Start of EXERCISE INPUT
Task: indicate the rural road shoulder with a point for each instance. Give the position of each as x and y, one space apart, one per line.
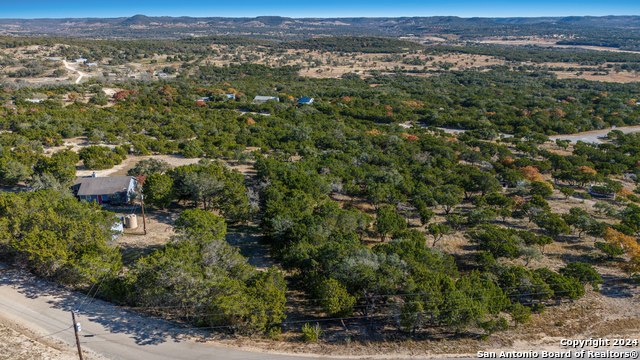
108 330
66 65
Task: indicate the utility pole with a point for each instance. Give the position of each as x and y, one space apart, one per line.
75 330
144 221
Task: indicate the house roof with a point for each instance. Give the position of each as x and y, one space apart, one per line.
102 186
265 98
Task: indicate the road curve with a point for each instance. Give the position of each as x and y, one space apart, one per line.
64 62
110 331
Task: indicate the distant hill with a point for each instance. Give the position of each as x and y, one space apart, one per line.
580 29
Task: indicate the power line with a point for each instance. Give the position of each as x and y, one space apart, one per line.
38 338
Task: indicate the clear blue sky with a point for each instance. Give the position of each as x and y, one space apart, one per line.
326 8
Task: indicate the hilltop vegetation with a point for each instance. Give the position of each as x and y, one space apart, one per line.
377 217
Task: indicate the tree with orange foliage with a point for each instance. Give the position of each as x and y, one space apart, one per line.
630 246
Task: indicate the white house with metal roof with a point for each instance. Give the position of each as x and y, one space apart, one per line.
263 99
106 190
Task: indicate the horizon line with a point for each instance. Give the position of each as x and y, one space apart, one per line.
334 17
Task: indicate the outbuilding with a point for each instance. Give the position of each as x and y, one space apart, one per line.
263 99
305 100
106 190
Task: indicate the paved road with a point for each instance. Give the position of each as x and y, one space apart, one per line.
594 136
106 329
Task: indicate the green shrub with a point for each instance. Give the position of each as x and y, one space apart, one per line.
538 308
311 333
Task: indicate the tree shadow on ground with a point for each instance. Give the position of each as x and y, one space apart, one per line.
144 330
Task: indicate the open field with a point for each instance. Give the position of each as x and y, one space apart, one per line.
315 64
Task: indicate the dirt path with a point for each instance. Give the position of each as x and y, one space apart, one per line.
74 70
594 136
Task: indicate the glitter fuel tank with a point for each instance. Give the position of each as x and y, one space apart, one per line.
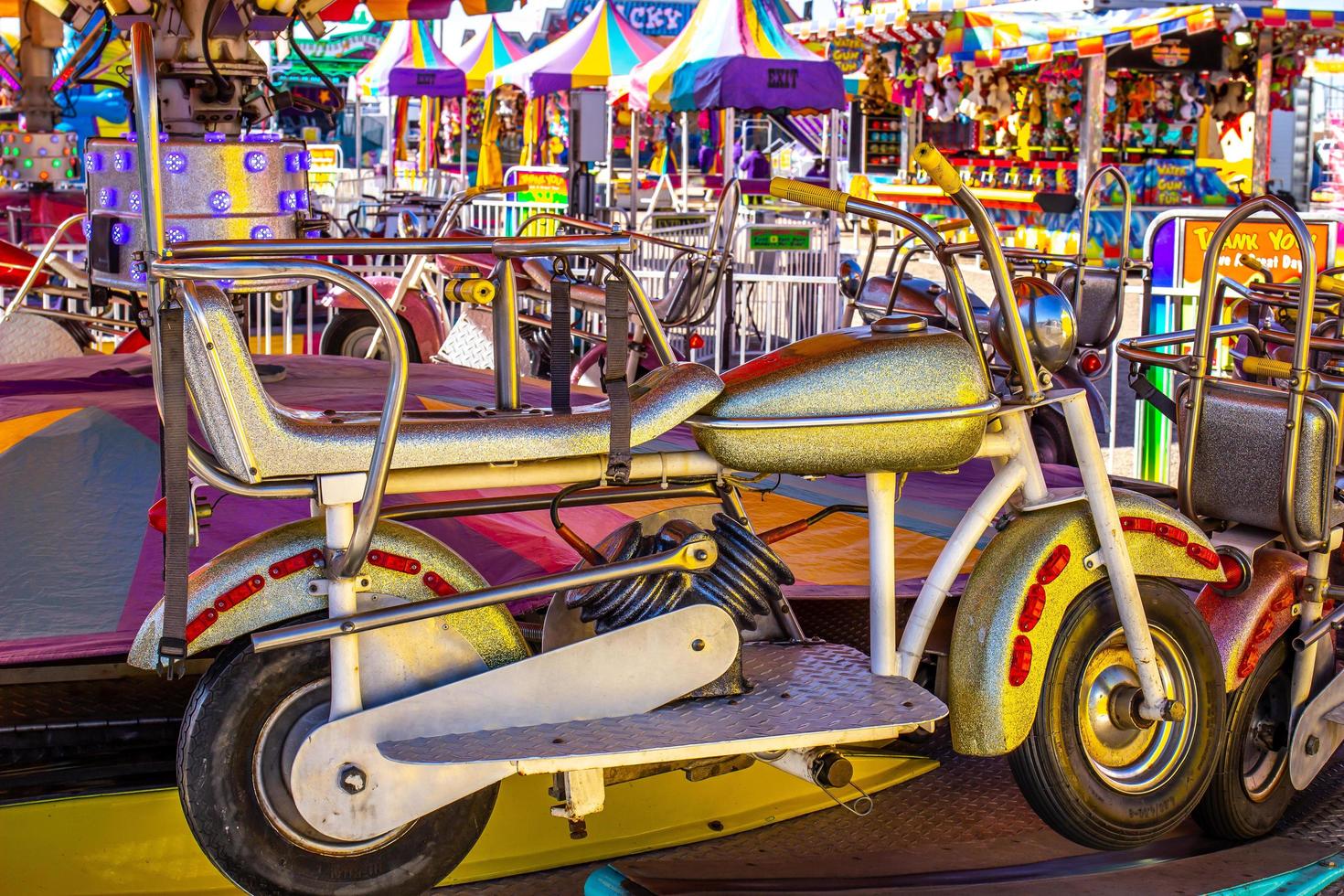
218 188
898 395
End of EXERCISE INPUT
### [PROBLEM DESCRIPTION]
Without the images, print all of the lines above exactly.

### [OUTPUT FOR THIS TASK]
Task: indicate the rural road shoulder with a point for each instance. Give the position of each as x and y, one space apart, one per line.
108 330
66 65
Task: indicate the utility pole with a point for each instance. Give the position of each as x and y, one space apart, one per line.
75 330
144 221
Task: indicate the house roof with a point for each instance. Give the position of each as x and y, one space apart, one per line.
102 186
265 98
Task: indicate the road curve with a point for each instance. Give the position of each as x and y, one space apart, one per line.
64 62
110 331
Task: indicate the distant hill with a point for each instance. Give the position of each as x and y, one space apart, one per line.
580 29
Task: indicate the power line with a point for each instance. Give the position of each as x and y, one space apart, one per line.
38 338
Task: indicate the clear blue sky with a point for each instance. Give the position of each as x and y, one space apart, one per line.
326 8
Task: indicate the hilltop vegetation with a point for each instance. Give the position of each as x and y, one space apart, one per line.
377 217
Task: indicate the tree with orange foliage with a point for each instance. Give the position of each as x and y, one space apart, one per line.
630 246
Task: indicate the white house with metal roof with a point for each instance. Give the position of each as x and y, one space apart, one per line.
263 99
106 190
Task: indicate the horizon line with a point for each instance. Give the position of each as x and y, one space apart, one per line.
334 17
Task: indicate the outbuilding with a point for each instance. Give the position of each as x and y, one space apart, one per line.
263 99
305 100
106 190
Task: indicate the paved road with a point for each instance. Give the position of each as x and y, one space apart, one per line.
594 136
106 329
Task: indicate the green shrub with a point for each instance. Give the position of each as x and y, one space apart, one per line.
538 308
311 333
Task: indicate the tree shadow on ground with a point for each instance. Give the position of each as x and y, one space apart, one per line.
144 330
Task: indicate the open field with a point for each instance. Give the position of each as x and y, one space apart, one per line.
315 64
Task: indicate the dirt path with a point for each instance. Give the position of each as x and y, one space apart, one per line.
74 70
594 136
Task: indicate the glitter fuel tank with a point for each instance. Give the position of each as x and y, one space apart, one per line.
218 188
898 395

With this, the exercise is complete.